● Problem to work on
Starting with the line that contains "Target: railing post" and stopping after the line that contains "Target: weathered timber beam", copy the entries below exactly. Include nothing else.

● Exercise input
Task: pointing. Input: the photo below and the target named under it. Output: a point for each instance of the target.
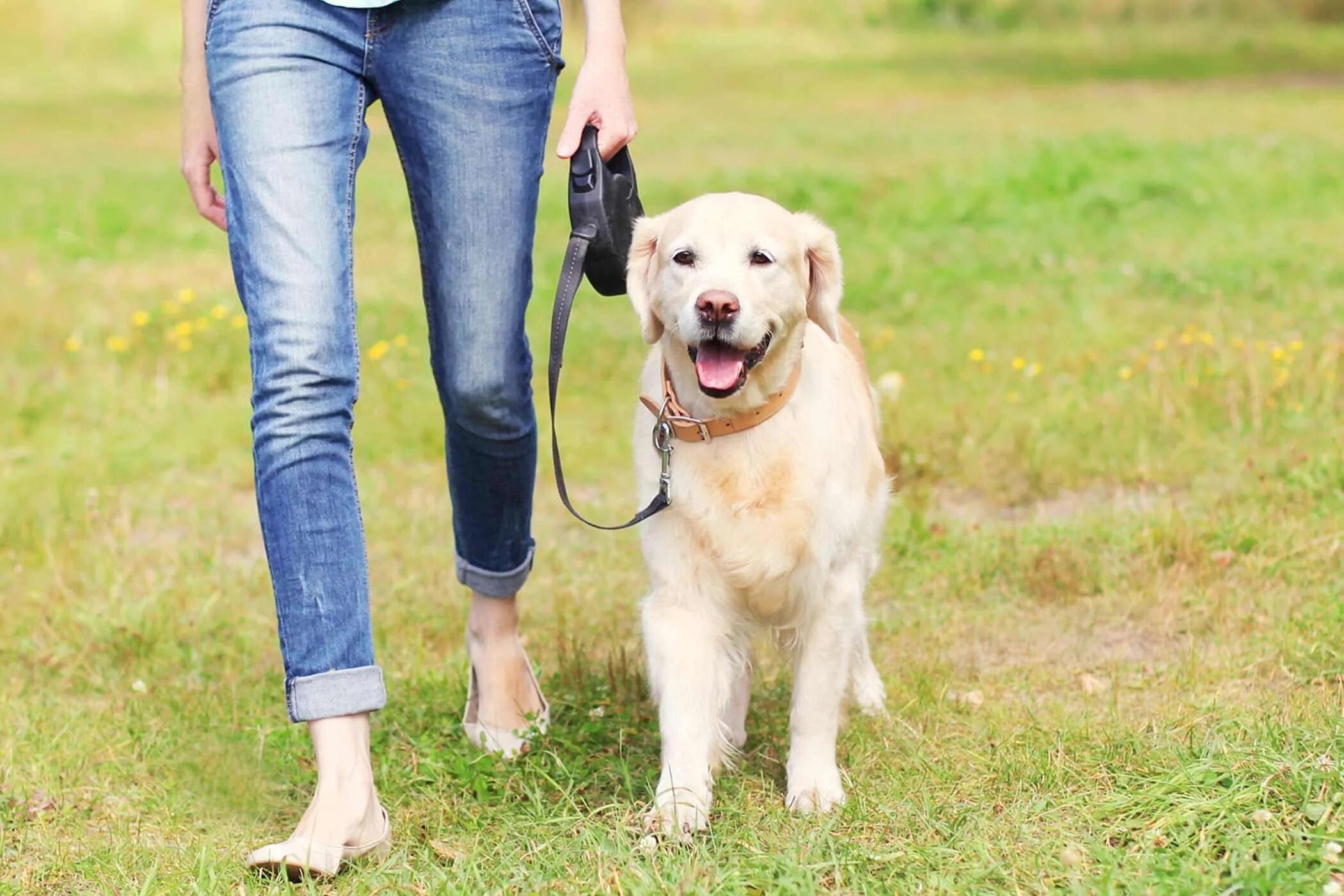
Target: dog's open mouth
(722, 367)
* * *
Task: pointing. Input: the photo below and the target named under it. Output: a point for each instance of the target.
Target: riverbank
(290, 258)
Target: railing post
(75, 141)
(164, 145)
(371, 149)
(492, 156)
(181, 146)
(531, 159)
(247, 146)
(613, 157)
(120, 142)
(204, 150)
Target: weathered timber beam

● Finished exercise
Target: railing post
(75, 141)
(164, 145)
(371, 149)
(492, 156)
(181, 146)
(531, 159)
(247, 146)
(613, 157)
(120, 142)
(204, 150)
Target: weathered timber beam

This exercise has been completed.